• **What you will do**
Count the lines below that contain the word "hillside", where case counts. What is the total? Give only the number.

• **Stored rows**
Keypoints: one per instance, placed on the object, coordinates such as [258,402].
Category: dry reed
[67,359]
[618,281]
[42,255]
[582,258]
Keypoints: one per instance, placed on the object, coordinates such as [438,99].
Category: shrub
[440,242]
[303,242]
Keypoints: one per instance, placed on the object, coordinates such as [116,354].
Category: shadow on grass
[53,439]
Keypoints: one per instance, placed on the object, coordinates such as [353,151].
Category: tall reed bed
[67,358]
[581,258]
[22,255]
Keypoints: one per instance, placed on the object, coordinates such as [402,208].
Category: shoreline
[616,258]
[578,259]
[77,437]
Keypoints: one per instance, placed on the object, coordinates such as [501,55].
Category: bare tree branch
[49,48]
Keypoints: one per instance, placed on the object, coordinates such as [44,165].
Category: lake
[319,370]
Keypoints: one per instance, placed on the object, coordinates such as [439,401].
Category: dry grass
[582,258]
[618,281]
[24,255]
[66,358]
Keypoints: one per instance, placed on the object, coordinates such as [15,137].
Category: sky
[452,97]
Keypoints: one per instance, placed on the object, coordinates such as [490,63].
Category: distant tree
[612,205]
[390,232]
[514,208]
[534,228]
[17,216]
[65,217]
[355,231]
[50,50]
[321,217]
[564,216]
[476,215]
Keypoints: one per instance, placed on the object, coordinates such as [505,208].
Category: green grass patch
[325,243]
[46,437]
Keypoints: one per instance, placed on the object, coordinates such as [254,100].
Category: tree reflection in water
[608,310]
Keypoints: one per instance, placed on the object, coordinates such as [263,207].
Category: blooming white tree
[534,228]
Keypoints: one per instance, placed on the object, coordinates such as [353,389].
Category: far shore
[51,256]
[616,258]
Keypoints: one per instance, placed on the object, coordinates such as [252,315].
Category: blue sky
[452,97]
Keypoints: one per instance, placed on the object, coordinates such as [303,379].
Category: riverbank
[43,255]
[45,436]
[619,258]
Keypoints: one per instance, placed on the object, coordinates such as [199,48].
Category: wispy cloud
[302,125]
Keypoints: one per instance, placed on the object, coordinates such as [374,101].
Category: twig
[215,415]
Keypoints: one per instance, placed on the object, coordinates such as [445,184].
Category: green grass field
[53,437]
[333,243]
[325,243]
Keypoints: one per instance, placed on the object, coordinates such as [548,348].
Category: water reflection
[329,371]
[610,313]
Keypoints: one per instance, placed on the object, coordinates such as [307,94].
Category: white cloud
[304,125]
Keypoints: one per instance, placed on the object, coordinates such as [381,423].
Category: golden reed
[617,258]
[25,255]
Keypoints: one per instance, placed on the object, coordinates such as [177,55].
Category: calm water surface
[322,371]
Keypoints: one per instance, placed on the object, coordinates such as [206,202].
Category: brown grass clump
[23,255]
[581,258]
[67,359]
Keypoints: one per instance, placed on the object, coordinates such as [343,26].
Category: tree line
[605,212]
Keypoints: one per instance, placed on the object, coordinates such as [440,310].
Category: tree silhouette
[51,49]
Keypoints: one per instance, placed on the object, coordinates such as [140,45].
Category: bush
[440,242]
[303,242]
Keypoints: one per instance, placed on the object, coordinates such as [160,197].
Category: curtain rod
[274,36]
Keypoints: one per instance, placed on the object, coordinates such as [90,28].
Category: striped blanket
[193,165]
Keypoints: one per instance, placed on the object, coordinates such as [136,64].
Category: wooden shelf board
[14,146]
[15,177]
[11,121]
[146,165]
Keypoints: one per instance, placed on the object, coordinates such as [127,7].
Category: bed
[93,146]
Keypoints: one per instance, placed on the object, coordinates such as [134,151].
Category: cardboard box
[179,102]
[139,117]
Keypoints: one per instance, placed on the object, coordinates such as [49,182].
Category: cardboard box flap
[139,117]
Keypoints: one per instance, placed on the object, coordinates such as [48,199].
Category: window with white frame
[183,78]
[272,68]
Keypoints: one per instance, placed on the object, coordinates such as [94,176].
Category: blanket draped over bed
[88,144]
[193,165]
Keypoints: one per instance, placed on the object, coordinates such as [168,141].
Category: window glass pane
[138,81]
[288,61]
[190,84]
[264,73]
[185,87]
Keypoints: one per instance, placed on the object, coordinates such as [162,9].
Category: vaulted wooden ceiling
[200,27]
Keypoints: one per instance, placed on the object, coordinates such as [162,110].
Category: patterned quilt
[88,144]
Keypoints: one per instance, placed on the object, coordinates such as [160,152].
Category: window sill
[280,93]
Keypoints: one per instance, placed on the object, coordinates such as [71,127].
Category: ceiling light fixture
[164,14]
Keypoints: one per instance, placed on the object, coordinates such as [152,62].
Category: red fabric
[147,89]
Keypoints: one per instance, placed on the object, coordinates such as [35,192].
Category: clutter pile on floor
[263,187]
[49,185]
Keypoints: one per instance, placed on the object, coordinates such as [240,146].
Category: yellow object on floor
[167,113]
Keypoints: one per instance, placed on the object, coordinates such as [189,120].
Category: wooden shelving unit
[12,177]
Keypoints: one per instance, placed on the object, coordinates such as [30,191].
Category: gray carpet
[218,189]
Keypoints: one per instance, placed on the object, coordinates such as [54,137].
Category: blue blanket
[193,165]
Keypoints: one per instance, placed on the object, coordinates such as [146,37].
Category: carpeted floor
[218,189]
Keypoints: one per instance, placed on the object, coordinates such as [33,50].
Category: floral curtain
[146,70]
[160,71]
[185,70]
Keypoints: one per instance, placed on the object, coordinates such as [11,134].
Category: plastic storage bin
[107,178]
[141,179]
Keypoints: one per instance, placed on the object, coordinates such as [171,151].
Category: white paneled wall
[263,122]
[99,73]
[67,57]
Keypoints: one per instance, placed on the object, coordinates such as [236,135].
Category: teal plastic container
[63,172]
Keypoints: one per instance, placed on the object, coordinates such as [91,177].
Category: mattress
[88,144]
==
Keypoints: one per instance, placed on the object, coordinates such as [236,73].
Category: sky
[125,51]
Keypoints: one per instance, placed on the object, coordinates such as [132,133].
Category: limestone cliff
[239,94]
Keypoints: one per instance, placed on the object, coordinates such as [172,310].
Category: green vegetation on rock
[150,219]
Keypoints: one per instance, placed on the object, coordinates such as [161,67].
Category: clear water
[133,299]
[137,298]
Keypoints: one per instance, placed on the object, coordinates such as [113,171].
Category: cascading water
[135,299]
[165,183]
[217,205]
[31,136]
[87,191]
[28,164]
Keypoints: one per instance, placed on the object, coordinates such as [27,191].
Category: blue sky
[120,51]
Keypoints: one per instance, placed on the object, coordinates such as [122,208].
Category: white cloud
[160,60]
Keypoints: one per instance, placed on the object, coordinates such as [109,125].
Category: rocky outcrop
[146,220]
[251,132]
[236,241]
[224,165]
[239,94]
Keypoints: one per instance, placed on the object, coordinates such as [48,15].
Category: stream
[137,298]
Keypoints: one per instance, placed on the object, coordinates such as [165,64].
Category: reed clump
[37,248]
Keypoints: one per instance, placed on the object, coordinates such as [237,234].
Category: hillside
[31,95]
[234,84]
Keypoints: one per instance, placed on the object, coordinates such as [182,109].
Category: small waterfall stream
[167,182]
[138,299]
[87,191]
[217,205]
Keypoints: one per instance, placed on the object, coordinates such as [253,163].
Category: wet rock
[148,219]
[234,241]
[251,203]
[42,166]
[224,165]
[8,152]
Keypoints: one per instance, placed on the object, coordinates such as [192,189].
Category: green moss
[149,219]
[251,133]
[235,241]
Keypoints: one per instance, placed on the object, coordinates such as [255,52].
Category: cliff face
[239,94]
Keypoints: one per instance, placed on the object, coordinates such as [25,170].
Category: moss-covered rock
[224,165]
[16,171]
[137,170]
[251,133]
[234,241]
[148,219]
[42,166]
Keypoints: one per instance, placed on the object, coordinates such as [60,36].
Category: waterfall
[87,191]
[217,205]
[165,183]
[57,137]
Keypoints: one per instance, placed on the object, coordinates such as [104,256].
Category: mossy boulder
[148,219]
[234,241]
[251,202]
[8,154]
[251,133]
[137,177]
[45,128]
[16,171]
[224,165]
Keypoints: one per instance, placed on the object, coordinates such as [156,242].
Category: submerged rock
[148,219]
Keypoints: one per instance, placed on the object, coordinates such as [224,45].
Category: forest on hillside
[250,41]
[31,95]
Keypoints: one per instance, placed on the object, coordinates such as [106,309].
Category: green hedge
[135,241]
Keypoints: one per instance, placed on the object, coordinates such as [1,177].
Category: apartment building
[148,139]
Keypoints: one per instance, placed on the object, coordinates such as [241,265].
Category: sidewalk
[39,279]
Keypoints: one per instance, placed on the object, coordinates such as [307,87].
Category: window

• **Task response**
2